Задание A -
Напечатайте без изменений весь текст о Глебе Горышине.

Текст для чтения -
..........
Глеб Горышин местом своего рождения как писателя считал Алтай

В будущем году исполняется 90 лет со дня рождения Глеба Горышина. Местом своего рождения как писателя он всегда считал Алтай.

Первый шаг

В газету «Сталинская смена» Горышин пришел весной 1954 года после окончания факультета журналистики Ленинградского университета: «Я попросил направить меня на работу на целину, на Алтай. Это был мой первый самостоятельный шаг, первый кирпич в собственноручной кладке судьбы-биографии. Слава богу, что я его совершил, первый шаг определил весь дальнейший путь…» Глеб Александрович принадлежал к нарождающемуся поколению шестидесятников, влюбленному в будущее своей страны. Влюбленностью в открывшиеся ему степные, горные, лесные и озерные просторы дышит вся его молодая алтайская проза.
..........
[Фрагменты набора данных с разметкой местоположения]
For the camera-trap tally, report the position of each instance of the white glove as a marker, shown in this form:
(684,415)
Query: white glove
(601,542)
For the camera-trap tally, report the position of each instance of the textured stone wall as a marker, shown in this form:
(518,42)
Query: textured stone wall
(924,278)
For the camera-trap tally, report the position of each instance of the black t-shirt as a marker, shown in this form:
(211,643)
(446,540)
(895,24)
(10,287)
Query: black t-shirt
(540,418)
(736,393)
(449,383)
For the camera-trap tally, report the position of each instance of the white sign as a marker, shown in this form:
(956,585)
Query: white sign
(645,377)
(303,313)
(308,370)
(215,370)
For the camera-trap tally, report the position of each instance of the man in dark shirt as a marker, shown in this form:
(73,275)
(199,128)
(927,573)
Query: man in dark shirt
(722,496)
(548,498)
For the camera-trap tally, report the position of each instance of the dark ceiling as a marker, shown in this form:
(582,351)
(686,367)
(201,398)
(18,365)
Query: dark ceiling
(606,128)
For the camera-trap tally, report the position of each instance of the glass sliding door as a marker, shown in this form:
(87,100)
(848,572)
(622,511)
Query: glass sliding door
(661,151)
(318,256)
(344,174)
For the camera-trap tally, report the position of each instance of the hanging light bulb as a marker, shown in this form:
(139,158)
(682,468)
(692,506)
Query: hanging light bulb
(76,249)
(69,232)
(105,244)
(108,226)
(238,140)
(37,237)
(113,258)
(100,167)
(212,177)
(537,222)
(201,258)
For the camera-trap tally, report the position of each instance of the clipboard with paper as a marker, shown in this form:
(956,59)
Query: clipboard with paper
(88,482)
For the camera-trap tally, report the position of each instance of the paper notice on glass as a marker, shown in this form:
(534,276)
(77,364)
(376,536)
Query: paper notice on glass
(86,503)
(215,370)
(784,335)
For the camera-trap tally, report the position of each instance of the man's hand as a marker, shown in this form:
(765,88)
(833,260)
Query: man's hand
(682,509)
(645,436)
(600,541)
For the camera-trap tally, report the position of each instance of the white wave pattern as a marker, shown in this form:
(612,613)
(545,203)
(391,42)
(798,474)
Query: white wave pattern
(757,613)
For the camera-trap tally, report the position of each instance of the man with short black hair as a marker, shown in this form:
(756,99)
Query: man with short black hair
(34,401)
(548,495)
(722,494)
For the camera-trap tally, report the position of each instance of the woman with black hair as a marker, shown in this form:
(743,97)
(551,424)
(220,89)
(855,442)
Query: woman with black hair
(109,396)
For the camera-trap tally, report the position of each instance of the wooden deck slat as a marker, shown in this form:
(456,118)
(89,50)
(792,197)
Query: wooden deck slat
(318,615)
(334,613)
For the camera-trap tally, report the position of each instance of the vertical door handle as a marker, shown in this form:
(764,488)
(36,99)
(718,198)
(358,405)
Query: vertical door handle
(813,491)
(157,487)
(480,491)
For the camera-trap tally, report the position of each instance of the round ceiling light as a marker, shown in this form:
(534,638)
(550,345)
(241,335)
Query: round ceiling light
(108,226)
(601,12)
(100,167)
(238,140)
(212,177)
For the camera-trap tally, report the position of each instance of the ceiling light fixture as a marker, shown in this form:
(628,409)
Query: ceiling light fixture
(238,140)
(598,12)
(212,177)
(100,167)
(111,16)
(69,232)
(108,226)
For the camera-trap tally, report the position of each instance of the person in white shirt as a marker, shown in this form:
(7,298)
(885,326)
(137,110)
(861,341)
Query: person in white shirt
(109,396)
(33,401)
..........
Задание B -
Выведите без изменений строки листинга начиная со строки, содержащей «of the round», и до конца листинга включительно.

Полный ответ A -
Глеб Горышин местом своего рождения как писателя считал Алтай

В будущем году исполняется 90 лет со дня рождения Глеба Горышина. Местом своего рождения как писателя он всегда считал Алтай.

Первый шаг

В газету «Сталинская смена» Горышин пришел весной 1954 года после окончания факультета журналистики Ленинградского университета: «Я попросил направить меня на работу на целину, на Алтай. Это был мой первый самостоятельный шаг, первый кирпич в собственноручной кладке судьбы-биографии. Слава богу, что я его совершил, первый шаг определил весь дальнейший путь…» Глеб Александрович принадлежал к нарождающемуся поколению шестидесятников, влюбленному в будущее своей страны. Влюбленностью в открывшиеся ему степные, горные, лесные и озерные просторы дышит вся его молодая алтайская проза.

Полный ответ B -
For the camera-trap tally, report the position of each instance of the round ceiling light as a marker, shown in this form:
(534,638)
(550,345)
(241,335)
Query: round ceiling light
(108,226)
(601,12)
(100,167)
(238,140)
(212,177)
For the camera-trap tally, report the position of each instance of the ceiling light fixture as a marker, shown in this form:
(628,409)
Query: ceiling light fixture
(238,140)
(598,12)
(212,177)
(100,167)
(111,16)
(69,232)
(108,226)
For the camera-trap tally, report the position of each instance of the person in white shirt as a marker, shown in this form:
(7,298)
(885,326)
(137,110)
(861,341)
Query: person in white shirt
(109,396)
(33,401)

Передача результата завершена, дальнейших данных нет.